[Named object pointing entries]
* Start *

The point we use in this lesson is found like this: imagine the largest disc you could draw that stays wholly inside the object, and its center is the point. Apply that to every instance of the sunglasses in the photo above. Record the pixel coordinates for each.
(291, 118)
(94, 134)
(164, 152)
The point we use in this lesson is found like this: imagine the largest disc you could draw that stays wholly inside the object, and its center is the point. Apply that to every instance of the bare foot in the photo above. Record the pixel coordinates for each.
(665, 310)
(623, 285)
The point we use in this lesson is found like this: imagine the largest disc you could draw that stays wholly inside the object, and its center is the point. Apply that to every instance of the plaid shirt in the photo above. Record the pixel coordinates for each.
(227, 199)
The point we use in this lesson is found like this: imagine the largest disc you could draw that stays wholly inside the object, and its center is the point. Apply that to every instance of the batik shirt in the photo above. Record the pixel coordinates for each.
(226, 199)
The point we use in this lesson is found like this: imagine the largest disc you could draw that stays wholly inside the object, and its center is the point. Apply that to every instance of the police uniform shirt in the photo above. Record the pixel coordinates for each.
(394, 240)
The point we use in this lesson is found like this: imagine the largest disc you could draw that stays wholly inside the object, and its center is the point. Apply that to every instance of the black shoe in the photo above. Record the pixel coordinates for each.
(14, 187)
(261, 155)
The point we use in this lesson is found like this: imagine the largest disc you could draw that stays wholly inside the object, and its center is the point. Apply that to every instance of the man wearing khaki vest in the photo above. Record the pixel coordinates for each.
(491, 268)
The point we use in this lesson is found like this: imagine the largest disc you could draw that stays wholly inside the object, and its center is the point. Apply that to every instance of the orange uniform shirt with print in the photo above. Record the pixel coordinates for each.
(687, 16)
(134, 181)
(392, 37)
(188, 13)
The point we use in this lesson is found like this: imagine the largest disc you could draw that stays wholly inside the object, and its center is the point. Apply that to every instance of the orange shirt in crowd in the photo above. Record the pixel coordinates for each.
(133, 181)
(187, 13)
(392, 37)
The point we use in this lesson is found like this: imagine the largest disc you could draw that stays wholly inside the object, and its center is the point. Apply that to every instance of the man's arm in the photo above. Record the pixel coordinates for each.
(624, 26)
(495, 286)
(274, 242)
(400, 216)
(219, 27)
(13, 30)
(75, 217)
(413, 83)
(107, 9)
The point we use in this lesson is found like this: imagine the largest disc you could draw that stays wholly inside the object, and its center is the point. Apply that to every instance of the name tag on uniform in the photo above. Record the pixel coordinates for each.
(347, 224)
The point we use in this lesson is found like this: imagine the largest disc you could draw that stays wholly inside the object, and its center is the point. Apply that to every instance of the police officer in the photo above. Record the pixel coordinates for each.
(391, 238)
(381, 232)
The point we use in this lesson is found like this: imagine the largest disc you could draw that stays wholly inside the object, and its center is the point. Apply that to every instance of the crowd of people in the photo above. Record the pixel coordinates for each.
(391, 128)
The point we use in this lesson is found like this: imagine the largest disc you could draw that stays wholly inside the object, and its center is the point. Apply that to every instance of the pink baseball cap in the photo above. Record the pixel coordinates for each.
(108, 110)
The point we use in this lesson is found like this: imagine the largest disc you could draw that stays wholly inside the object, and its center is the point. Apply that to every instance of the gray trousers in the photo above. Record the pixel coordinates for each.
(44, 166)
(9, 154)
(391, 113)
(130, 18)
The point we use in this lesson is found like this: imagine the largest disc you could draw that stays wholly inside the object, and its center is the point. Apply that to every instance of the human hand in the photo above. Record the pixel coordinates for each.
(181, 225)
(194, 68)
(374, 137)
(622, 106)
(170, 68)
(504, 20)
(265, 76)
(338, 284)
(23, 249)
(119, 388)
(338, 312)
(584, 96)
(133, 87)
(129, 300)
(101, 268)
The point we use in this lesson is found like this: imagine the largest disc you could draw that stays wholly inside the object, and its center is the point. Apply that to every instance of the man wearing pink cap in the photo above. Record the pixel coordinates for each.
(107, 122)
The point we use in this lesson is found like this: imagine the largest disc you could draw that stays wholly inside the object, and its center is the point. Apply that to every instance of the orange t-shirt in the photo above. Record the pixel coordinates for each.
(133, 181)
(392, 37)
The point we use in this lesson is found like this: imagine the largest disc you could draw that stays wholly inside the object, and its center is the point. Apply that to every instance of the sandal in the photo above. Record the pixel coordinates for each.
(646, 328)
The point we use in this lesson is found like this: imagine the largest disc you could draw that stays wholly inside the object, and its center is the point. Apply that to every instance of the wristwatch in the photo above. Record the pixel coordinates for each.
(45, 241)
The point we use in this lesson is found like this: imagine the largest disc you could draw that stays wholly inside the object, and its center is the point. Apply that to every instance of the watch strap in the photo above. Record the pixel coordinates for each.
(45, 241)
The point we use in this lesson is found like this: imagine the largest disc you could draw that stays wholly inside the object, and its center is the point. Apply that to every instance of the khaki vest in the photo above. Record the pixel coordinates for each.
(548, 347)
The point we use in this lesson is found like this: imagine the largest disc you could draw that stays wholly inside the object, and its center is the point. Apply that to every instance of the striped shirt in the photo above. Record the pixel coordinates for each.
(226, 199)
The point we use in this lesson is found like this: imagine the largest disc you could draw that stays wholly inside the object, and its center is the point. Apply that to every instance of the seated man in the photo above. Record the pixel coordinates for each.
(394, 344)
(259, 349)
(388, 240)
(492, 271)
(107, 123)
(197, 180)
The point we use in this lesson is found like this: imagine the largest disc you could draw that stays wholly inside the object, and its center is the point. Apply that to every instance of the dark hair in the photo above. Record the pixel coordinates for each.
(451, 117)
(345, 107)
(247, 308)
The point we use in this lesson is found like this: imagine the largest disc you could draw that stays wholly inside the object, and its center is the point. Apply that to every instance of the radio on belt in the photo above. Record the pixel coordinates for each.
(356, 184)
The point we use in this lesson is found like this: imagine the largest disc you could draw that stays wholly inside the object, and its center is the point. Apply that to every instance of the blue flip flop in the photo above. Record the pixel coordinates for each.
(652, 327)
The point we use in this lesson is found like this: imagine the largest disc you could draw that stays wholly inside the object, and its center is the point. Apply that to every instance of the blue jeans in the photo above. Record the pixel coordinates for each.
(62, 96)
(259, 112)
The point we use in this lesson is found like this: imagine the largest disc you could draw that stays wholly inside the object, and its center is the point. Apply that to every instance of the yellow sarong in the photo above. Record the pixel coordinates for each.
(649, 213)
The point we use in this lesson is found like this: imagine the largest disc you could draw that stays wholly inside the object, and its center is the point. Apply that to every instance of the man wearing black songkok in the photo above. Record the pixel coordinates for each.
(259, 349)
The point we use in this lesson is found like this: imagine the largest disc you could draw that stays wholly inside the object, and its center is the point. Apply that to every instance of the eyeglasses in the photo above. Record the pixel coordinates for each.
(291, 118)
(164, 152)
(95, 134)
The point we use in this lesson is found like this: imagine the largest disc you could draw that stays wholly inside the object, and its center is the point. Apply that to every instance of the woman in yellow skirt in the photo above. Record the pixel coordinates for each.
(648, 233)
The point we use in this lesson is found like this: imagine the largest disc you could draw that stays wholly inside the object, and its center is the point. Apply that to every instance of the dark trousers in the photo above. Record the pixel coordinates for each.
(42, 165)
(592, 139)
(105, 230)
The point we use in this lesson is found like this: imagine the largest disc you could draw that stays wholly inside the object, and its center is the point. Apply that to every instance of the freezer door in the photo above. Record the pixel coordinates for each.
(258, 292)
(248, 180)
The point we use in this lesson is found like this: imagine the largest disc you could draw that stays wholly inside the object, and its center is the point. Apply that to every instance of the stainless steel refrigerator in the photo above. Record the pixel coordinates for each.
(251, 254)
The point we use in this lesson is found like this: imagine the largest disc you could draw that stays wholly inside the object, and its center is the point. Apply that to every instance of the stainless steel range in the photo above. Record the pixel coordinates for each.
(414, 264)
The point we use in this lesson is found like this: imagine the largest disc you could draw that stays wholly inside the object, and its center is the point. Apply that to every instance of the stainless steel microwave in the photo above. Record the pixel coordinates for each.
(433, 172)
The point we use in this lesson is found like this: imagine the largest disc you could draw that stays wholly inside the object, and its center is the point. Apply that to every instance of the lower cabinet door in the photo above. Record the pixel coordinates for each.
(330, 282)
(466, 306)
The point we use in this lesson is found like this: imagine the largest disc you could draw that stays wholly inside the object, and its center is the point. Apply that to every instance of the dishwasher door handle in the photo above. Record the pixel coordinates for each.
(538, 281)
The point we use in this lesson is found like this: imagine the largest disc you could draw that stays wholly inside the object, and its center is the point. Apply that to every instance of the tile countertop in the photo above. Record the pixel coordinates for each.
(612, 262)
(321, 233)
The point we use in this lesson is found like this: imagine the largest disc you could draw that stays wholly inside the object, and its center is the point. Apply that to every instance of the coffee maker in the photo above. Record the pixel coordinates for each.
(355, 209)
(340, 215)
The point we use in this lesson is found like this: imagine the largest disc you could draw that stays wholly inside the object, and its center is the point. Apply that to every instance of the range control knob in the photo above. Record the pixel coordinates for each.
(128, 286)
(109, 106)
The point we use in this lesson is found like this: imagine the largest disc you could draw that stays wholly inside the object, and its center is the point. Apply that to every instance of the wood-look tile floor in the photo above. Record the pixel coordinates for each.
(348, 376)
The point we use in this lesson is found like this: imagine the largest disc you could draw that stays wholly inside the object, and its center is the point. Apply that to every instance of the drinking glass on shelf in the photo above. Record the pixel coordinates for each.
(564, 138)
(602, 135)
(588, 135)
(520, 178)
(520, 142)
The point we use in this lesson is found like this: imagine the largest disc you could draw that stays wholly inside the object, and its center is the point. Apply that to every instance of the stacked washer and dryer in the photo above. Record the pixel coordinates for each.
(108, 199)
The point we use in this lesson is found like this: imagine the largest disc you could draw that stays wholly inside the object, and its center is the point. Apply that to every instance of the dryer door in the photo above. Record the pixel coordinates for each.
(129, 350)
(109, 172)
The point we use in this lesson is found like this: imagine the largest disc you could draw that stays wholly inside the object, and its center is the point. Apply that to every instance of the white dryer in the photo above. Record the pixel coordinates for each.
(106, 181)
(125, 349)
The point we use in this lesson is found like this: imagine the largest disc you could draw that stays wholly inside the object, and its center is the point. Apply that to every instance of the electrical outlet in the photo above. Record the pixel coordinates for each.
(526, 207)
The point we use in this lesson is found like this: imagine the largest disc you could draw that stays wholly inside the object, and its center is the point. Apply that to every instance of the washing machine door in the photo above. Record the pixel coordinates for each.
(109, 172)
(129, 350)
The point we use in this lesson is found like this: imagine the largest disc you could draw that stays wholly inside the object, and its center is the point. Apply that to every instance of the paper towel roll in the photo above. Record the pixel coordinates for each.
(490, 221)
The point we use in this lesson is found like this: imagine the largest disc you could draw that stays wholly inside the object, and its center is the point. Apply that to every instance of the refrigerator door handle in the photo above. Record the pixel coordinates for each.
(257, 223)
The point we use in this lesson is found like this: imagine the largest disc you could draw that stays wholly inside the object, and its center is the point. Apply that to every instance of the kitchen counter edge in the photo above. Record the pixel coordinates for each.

* End *

■ Challenge
Write the lines out exactly, from the one with "of the washing" down to the last line of the listing, and leave out all others.

■ Right answer
The point we use in this lesson is found like this: imagine the largest disc you could draw that stays wholly inside the object, and its center is the point. Apply that to every instance of the washing machine door in the photo above. Record the pixel coordinates for each.
(109, 172)
(129, 350)
The point we use in this lesson is found like this: imagine the largest disc you could draw that stays wholly inside the object, and its center is the point. Apply that to every instance of the paper towel roll in the photo above. Record the pixel coordinates for each.
(490, 221)
The point we use in this lesson is found like this: imagine the largest disc you could draw that stays wholly inside the object, and its center is the point. Apply that to every instance of the refrigerator door handle in the photo above. Record the pixel coordinates for each.
(257, 223)
The point we use in this lesson is found like this: imagine the largest disc you could draw that stays wholly inside the object, and its center is the point. Apply that to every instance of the kitchen counter edge in the photo above. Record the pixel coordinates for each.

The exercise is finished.